= Written problem =
Copy the records below word for word, starting at the line with "Q: Point to the tree trunk" and continuing through the last line of the records.

────────

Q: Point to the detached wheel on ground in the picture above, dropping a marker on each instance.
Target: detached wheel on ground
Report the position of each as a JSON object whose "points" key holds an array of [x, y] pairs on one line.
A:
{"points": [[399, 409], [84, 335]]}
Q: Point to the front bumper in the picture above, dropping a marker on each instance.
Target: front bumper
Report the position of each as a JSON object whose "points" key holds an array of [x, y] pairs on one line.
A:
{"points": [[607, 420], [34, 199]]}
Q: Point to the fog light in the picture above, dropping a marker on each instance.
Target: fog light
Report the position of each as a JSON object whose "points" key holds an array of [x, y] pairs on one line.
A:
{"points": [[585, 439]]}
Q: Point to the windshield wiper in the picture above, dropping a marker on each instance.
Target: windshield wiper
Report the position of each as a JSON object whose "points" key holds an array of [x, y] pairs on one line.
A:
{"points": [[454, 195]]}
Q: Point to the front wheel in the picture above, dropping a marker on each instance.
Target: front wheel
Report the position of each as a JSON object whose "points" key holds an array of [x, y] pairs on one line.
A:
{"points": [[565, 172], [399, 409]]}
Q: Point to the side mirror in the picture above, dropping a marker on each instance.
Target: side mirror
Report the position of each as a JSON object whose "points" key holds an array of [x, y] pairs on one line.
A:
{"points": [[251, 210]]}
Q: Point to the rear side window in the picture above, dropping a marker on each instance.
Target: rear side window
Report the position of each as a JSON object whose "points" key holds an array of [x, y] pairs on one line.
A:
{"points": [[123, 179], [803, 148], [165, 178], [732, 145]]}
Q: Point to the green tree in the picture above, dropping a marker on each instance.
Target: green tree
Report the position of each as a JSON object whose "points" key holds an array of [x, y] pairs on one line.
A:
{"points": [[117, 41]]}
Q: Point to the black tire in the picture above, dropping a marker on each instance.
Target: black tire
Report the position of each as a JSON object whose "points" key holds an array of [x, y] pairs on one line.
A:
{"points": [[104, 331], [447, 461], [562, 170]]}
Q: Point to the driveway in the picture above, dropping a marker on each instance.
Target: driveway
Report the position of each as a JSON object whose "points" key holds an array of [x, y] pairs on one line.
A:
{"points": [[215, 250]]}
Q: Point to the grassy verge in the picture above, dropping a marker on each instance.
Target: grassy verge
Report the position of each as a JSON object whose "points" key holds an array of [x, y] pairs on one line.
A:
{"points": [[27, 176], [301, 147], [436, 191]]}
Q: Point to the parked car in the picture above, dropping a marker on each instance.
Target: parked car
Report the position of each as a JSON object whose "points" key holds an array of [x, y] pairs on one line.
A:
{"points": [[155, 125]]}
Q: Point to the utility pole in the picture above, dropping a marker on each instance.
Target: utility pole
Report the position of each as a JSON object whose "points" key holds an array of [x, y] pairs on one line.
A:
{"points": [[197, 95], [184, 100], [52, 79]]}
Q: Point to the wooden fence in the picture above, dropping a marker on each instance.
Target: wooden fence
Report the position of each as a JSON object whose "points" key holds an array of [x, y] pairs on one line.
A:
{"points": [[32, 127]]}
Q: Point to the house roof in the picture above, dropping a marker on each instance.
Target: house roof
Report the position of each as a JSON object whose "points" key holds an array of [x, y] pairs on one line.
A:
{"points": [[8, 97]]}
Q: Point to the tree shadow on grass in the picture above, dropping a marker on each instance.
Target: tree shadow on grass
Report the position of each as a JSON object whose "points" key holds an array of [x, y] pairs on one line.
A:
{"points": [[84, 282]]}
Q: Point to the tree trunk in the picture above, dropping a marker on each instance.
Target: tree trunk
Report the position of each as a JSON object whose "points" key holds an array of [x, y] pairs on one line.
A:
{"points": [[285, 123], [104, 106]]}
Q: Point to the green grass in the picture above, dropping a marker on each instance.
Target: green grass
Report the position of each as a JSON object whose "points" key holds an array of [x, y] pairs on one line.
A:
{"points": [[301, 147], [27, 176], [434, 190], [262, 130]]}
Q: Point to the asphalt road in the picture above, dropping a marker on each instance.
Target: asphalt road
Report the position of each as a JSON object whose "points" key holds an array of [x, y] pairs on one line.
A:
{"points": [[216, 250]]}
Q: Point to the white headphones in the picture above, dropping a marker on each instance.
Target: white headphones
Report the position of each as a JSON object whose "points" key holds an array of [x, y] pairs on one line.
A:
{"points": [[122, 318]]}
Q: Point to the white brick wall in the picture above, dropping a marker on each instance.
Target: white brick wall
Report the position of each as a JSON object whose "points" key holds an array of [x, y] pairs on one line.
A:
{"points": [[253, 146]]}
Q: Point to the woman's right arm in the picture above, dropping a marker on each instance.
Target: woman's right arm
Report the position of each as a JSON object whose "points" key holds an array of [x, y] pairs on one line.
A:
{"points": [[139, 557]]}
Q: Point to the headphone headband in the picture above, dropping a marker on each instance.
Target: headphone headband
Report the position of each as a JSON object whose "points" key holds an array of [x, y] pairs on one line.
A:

────────

= Response to the exercise =
Q: Point to the tree trunk in the picture above, dropping a marker on each instance.
Target: tree trunk
Report the position of each as a JSON object whose "points" key holds an array of [x, y] pairs on one line.
A:
{"points": [[285, 123], [104, 106]]}
Q: Point to the green grass in the picture above, dropping a marker on each instance.
Target: green grass
Report the position of each as a JSON object whose "points" key holds an array of [x, y] pairs on one line.
A:
{"points": [[301, 147], [27, 176], [434, 190], [262, 130]]}
Q: Point to the asphalt road in the picture above, dropping a marker on each instance.
Target: asphalt road
Report the position of each as a JSON object whose "points" key holds an array of [x, y] pairs on one line.
A:
{"points": [[216, 250]]}
Q: Point to the white headphones in the picture above, dropping a marker on each instance.
Target: white headphones
Report the position of each as a JSON object whose "points" key holds an array of [x, y] pairs on one line.
A:
{"points": [[122, 318]]}
Q: Point to the white brick wall in the picture above, dropping a marker on each instance.
Target: white brick wall
Report the position of each as a JSON object whose "points" key holds an array of [x, y] pairs on one line.
A:
{"points": [[253, 146]]}
Q: Point to the woman's right arm in the picture above, dropping a marker on each instance.
Target: woman's right arm
Report the position of each as a JSON object whose "points" key holds an array of [x, y] pairs on one line.
A:
{"points": [[139, 557]]}
Q: Point to the headphone headband in the picture above, dropping a marker on each instance.
Target: headphone headband
Report the position of each as a JSON object whose "points" key holds an array of [x, y] pairs on one line.
A:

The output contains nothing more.